◆ **Contenido del dataset**:

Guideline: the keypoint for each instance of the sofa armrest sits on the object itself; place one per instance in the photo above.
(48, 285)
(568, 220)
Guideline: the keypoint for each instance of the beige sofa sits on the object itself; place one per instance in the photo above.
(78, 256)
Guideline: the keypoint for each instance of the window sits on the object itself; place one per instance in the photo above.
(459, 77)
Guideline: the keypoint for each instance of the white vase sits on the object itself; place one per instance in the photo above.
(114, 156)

◆ **Enunciado de la tarea**:
Presenta como lista numerada las líneas del material que van desde la que contiene "Guideline: the keypoint for each instance of the white" hasta el final, ambos extremos incluidos y sin las líneas en blanco.

◆ **Resultado final**:
1. Guideline: the keypoint for each instance of the white vase sits on the object itself; place one per instance in the photo above.
2. (114, 156)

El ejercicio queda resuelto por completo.